Exercise prompt
Within the lines below, find those that hold the string "metal" and copy each one.
BEGIN Study material
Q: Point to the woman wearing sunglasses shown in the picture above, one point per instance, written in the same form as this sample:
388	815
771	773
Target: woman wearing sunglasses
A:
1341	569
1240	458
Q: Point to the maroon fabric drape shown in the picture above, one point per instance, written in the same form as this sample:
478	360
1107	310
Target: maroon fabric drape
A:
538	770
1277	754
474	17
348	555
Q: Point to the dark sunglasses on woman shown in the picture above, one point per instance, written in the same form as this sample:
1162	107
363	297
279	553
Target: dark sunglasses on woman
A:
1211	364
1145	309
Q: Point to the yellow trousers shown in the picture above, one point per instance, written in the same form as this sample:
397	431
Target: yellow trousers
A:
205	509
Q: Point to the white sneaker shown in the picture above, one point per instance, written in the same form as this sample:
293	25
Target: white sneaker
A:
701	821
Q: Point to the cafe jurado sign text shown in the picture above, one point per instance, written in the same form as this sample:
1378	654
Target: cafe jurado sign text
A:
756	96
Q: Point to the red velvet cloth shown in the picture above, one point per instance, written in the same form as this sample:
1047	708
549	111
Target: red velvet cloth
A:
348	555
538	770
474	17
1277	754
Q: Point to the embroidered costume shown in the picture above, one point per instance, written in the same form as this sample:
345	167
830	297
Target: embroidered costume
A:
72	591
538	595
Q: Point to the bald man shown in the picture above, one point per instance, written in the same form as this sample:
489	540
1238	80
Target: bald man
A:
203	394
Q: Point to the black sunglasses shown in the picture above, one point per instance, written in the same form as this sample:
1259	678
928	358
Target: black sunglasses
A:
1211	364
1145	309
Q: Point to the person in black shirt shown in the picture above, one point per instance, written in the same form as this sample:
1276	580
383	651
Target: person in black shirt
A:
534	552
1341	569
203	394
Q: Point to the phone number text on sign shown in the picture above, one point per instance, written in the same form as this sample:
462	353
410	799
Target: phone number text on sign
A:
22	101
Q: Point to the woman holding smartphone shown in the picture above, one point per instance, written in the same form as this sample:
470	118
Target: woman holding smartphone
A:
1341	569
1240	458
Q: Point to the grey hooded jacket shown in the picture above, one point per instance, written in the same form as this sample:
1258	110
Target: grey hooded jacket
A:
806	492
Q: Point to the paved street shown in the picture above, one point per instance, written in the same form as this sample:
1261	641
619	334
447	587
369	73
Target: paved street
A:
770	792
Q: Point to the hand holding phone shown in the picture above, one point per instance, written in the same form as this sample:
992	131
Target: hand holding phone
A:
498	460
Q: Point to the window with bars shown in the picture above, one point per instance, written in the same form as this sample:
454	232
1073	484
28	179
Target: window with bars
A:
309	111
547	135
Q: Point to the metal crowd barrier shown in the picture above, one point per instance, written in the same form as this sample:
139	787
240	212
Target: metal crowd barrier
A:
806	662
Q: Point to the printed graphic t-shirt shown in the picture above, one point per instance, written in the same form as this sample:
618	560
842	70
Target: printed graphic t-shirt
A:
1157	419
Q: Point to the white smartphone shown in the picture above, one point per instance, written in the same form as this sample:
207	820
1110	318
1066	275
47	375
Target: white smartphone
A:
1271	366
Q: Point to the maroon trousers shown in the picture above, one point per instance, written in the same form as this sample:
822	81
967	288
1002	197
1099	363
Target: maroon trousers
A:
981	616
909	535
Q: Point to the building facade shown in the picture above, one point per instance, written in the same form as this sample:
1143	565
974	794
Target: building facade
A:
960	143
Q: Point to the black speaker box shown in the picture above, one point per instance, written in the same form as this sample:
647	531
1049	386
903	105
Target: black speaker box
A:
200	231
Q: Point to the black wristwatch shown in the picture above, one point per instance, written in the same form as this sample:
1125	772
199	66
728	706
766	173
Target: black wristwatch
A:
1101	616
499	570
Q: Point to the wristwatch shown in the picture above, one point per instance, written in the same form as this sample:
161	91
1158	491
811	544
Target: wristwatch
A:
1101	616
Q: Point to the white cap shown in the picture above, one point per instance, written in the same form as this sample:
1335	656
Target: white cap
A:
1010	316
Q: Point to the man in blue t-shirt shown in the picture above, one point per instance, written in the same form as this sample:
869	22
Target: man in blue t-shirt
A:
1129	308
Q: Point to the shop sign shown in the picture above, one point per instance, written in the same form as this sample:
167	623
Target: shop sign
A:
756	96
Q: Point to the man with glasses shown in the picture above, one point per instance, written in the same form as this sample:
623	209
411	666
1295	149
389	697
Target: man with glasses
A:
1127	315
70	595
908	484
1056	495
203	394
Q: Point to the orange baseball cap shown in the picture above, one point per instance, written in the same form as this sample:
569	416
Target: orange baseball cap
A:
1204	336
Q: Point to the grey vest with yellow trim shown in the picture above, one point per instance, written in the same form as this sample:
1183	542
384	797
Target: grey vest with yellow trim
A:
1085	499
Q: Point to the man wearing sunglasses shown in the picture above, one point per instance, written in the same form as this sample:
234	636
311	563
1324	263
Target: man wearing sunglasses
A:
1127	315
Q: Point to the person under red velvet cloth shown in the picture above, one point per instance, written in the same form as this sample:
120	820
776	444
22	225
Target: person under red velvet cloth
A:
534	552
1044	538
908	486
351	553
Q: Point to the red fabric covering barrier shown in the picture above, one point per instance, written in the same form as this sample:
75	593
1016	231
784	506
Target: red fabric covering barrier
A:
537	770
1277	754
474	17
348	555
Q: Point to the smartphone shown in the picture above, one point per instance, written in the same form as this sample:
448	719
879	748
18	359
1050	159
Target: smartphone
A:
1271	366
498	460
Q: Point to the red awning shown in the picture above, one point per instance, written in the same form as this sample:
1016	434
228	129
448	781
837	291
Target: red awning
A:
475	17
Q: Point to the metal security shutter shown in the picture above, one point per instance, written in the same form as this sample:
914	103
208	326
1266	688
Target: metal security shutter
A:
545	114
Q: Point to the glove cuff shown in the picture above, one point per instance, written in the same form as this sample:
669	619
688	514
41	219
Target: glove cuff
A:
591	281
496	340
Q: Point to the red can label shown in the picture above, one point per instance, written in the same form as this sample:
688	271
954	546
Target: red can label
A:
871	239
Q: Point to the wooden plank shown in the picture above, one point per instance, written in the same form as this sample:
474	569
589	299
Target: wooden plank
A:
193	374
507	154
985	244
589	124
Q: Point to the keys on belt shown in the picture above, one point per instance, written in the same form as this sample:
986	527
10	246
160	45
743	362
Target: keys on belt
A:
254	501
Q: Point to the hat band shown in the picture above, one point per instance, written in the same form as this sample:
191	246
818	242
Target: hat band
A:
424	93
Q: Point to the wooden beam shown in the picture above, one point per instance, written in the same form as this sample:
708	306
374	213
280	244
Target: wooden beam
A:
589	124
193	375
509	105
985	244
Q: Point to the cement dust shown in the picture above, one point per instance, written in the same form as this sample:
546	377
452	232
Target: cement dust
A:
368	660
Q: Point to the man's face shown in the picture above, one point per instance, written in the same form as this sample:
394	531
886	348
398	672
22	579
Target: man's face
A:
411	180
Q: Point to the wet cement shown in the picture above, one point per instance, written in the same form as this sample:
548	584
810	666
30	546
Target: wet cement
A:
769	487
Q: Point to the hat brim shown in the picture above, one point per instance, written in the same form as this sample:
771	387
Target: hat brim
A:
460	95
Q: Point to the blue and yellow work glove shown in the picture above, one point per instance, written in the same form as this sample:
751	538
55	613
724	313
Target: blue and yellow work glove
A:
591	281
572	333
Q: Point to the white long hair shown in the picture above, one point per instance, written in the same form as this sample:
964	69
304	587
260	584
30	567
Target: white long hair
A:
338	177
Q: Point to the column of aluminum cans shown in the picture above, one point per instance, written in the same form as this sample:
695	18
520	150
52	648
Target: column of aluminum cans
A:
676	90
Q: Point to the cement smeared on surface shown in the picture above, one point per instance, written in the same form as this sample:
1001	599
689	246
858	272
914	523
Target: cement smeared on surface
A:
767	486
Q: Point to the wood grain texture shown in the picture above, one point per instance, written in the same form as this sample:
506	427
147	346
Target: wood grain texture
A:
END Study material
Task solution
Q: Point to the metal crowd barrier shown in the picture above, one point per instance, written in the same form as this sample:
Target: metal crowd barrier
Q: Point to the metal security shutter shown in the picture above, one point per instance, written in the same form as this sample:
Target: metal security shutter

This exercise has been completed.